## Data provided
* * * * * * *

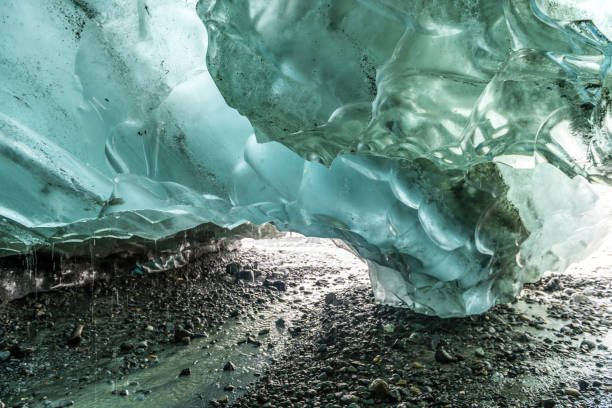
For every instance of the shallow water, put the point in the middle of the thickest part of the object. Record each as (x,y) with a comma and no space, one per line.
(207,356)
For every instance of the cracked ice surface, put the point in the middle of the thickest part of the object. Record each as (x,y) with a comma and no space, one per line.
(452,143)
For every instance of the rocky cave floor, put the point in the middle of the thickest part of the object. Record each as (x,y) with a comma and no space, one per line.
(305,332)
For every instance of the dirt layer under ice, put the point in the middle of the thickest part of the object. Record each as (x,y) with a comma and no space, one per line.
(304,332)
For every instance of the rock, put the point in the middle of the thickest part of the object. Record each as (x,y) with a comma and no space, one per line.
(330,299)
(180,334)
(280,285)
(18,352)
(389,328)
(379,388)
(77,336)
(126,346)
(233,268)
(246,274)
(546,403)
(442,356)
(572,392)
(552,285)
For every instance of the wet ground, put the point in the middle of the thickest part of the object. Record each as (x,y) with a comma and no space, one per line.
(299,325)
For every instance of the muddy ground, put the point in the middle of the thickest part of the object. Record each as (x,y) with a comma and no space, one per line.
(297,321)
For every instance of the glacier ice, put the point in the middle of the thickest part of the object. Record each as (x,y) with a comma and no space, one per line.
(457,145)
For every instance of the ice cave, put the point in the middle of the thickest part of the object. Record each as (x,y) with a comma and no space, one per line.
(460,148)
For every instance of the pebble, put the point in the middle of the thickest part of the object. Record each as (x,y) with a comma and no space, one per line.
(443,356)
(379,388)
(571,392)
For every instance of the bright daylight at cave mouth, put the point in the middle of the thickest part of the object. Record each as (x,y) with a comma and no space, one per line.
(290,203)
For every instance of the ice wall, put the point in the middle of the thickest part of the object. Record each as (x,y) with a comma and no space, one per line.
(451,143)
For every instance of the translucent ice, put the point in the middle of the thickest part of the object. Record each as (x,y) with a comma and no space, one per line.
(452,143)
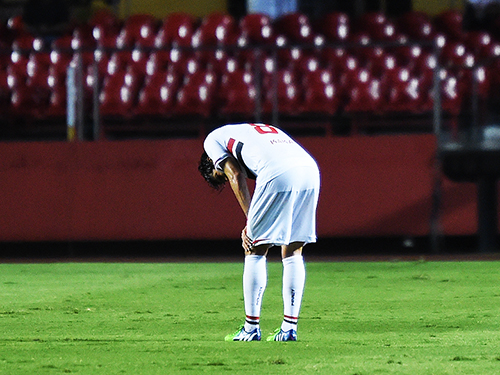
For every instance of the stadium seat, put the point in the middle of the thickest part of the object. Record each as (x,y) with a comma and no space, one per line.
(377,26)
(403,92)
(116,101)
(18,68)
(257,29)
(105,18)
(451,95)
(236,78)
(216,29)
(176,30)
(195,100)
(456,54)
(450,23)
(417,25)
(335,26)
(321,96)
(254,30)
(364,94)
(156,100)
(26,104)
(238,103)
(237,94)
(118,61)
(138,30)
(138,61)
(482,45)
(295,27)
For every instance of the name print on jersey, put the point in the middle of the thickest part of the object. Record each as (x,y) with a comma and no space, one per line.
(277,141)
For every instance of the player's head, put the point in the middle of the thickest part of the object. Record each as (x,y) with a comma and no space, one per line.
(206,167)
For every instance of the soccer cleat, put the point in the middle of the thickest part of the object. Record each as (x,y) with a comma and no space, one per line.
(280,335)
(242,335)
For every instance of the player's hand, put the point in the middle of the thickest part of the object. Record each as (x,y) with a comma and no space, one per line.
(246,242)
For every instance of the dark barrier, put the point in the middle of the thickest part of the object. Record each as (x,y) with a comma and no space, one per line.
(134,190)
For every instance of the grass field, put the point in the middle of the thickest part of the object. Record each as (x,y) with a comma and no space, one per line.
(171,318)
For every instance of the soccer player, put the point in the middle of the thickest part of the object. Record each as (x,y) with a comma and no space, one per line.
(281,212)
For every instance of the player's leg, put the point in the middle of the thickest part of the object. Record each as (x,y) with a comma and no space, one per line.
(294,276)
(254,286)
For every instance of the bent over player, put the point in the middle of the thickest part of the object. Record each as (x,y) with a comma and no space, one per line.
(281,212)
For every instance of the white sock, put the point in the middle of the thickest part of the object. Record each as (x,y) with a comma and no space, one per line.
(254,285)
(294,277)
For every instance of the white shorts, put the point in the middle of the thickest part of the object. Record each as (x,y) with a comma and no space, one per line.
(283,210)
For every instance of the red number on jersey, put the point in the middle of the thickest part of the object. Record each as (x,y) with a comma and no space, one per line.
(265,129)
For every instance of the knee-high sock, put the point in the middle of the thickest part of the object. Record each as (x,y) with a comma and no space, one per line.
(254,285)
(294,277)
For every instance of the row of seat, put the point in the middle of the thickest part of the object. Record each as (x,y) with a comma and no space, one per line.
(239,92)
(180,66)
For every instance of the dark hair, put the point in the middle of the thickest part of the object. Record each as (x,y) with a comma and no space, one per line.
(206,168)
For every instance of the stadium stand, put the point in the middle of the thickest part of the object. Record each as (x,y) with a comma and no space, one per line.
(156,73)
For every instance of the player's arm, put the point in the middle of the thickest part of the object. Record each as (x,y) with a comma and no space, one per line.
(238,181)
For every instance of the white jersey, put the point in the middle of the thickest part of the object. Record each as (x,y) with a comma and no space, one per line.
(283,206)
(263,151)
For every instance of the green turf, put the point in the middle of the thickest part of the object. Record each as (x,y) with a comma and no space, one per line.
(171,318)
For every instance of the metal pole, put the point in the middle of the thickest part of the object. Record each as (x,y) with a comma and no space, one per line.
(435,218)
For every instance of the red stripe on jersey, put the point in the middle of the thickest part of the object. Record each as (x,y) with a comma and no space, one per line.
(230,145)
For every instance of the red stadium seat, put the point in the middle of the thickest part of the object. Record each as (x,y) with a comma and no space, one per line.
(481,44)
(456,55)
(296,27)
(216,29)
(256,29)
(364,94)
(18,68)
(139,30)
(104,17)
(417,25)
(321,96)
(197,94)
(404,93)
(195,100)
(378,27)
(237,94)
(335,26)
(284,85)
(27,104)
(117,101)
(176,30)
(156,100)
(238,103)
(450,23)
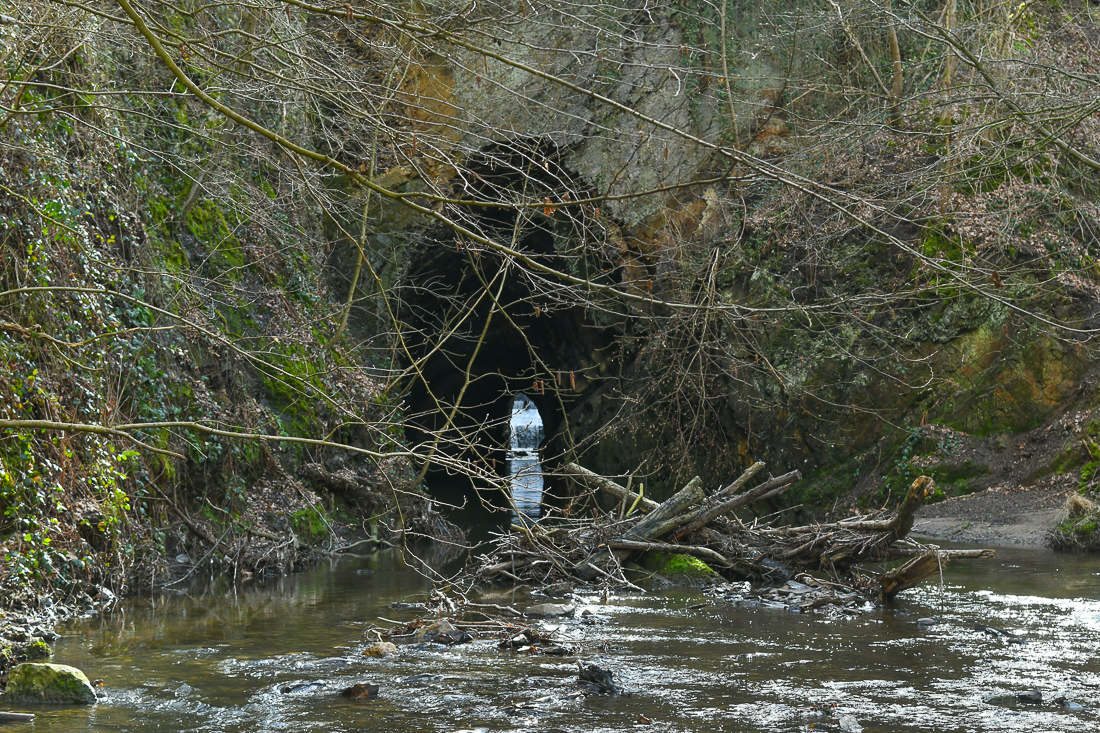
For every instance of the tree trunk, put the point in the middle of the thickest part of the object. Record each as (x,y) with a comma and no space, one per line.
(899,81)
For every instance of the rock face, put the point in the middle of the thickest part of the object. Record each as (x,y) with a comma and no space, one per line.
(45,682)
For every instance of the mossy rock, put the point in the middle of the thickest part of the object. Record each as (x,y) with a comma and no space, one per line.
(45,682)
(39,649)
(682,569)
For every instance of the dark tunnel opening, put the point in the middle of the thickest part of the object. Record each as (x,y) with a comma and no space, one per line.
(541,345)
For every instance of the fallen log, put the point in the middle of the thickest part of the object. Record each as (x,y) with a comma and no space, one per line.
(920,568)
(593,549)
(668,547)
(17,718)
(596,482)
(669,515)
(902,522)
(770,488)
(898,553)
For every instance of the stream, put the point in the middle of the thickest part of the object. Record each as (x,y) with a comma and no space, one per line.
(216,657)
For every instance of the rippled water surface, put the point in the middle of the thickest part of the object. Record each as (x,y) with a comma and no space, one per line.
(216,659)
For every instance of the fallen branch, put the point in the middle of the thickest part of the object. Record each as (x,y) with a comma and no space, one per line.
(667,547)
(596,482)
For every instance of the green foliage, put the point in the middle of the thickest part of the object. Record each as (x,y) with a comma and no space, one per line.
(310,524)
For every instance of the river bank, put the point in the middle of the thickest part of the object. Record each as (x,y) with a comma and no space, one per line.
(274,655)
(1000,515)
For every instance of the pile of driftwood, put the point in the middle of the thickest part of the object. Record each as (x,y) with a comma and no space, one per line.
(703,525)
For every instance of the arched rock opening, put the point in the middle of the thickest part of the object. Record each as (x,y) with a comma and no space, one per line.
(541,345)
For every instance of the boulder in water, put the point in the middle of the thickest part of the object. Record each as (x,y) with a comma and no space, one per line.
(381,649)
(46,682)
(549,611)
(361,691)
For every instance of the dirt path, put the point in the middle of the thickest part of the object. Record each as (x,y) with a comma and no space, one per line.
(996,516)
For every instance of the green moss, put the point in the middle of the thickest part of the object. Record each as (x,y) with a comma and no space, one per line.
(678,567)
(39,649)
(310,525)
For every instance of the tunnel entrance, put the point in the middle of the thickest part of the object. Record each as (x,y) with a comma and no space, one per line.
(482,329)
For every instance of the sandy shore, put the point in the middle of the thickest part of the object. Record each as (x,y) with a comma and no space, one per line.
(994,516)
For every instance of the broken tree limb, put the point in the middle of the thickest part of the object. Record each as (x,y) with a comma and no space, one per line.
(741,480)
(669,515)
(897,553)
(902,522)
(769,488)
(667,547)
(596,482)
(920,568)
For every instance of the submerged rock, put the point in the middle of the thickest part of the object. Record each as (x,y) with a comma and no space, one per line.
(549,611)
(46,682)
(300,687)
(441,632)
(849,724)
(1031,697)
(361,691)
(595,679)
(381,649)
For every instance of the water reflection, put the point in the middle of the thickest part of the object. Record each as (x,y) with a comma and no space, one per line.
(525,472)
(218,659)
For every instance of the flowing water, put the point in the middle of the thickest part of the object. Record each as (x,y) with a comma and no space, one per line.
(217,657)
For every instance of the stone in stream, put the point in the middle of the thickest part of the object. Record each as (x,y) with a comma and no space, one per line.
(595,679)
(549,611)
(45,682)
(381,649)
(679,569)
(300,687)
(1031,697)
(1070,706)
(441,632)
(849,724)
(361,691)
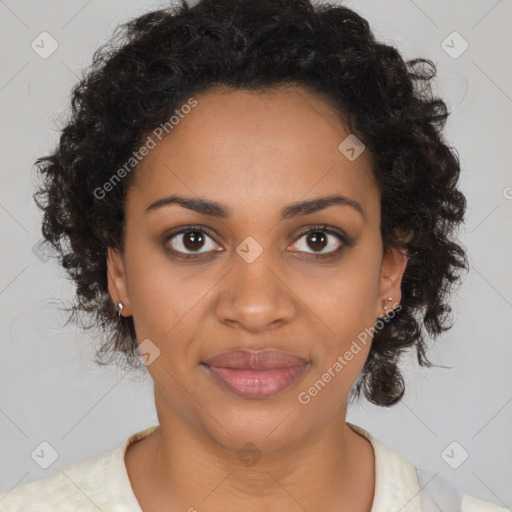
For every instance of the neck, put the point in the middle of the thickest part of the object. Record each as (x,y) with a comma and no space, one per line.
(331,469)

* * * * * * *

## Work item
From the line with "For every instance of the stone" to the last line above, restate each line word for word, but skip the pictures.

## Response to the exercise
For every instance of the stone in stream, put the point in the middle of the thickest part of the object. Record each as (x,y) with a comma and no space, one per line.
(595,679)
(549,611)
(45,682)
(381,649)
(679,569)
(300,687)
(1031,697)
(1070,706)
(441,632)
(849,724)
(361,691)
For every instance of the neck, put the point in the middle of the thickest part of the object. Record each as (x,y) with a comma and no space, one per line.
(331,469)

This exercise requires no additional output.